» WORK REQUIRED:
Convert the records below into a two-column CSV with the header record_text,answer and one row per record. Put each record's text and its answer in their own quoted fields, with line breaks replaced by spaces.
-- -- --
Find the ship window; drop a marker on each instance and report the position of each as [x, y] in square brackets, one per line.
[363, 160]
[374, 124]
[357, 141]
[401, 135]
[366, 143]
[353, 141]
-- -- --
» TASK RESULT:
record_text,answer
"Find the ship window; drop a marker on each instance and report the position of each as [x, y] in square brackets, one per line.","[363, 160] [374, 124] [357, 141] [401, 135] [366, 143] [353, 141]"